*** Excerpted passage ***

Austrian social business wirkt. is a steadily growing portfolio of impact ventures offering services to address immigrant integration and other challenges, creating opportunities for positive change.

Nina Poxleitner, Julian Richter, and Lisa-Maria Sommer-Fein spent two years as teachers in inner city public schools in Vienna working with many students who were from immigrant families.

For each of them, joining Teach for Austria was a digression from more traditional career paths in the world of business. It opened their eyes to the difficulties immigrants faced in adjusting to a new home, language and culture. And it became a stepping stone toward careers that would have a positive impact on other people’s lives.

“Those two years spent teaching those kids taught me that starting off with something and just doing something about it, even as a single person, makes a difference,” says Julian.

Nina says, “Like many in my generation, I was looking for some meaning in my work. I was frustrated in what I was doing. In fact, I had never wanted to be a teacher before. It was more that I saw some impact in that work. And it was one of the best choices I made.”

The three became friends during that time and discovered they shared a desire to help other people. Six years ago, after finishing their teaching stints, they started their first social enterprise. Now they have created four of them, and they’re not done.

“We just started off with the mindset of ‘let’s start something, and maybe we can create an impulse in our society that that grows bigger than what we could do on a one-to-one basis,’” says Julian.

The three started in 2016, during that time’s refugee crisis, by creating MTOP, or More Than One Perspective, a social enterprise that helps skilled refugees enter the Austrian labour market and tries to break down negative stereotypes. MTOP acts somewhat like a labour agency, and companies pay for the service of finding the right employees.

Austrian businesses benefit from the skills and diverse backgrounds of the refugees, and the refugees benefit by getting the coaching and support that helps them find and keep jobs in a new culture.

MTOP was a finalist in the 2017 Social Innovation Tournament, sponsored by the EIB Institute to promote solutions to social and environmental problems.

Seeking a bigger impact

Nina, Julian and Lisa Maria were pleased with the success of MTOP, but they saw other issues to address.

Their experience in education and with the integration of refugees and immigrants prompted them to create three other organisations, The Culture School, The Learning Circle and Lana, which they call impact ventures. They first sprang from their experience as teachers.

*** End of Excerpted passage ***
*** Dataset entries ***

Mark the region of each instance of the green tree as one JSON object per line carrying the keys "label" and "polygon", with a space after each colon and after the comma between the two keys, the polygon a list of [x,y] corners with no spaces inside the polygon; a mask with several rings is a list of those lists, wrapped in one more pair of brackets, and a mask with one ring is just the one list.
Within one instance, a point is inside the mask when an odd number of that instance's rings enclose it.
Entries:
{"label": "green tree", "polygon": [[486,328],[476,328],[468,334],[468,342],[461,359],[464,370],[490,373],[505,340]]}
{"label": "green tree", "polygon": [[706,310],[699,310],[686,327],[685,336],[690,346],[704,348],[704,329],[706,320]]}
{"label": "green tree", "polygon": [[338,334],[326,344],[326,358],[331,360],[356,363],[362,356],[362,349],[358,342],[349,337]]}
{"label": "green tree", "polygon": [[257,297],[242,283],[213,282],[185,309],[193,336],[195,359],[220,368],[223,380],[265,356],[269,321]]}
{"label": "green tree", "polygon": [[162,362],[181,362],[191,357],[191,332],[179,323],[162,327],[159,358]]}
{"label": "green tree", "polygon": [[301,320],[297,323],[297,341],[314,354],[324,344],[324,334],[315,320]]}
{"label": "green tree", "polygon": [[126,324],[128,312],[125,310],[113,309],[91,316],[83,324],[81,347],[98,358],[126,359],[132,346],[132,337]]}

*** End of Dataset entries ***

◆ **Assignment**: From the profile of wirkt. above, print the stretch from "Austrian businesses benefit" through "a new culture." word for word.

◆ **Output for this exercise**:
Austrian businesses benefit from the skills and diverse backgrounds of the refugees, and the refugees benefit by getting the coaching and support that helps them find and keep jobs in a new culture.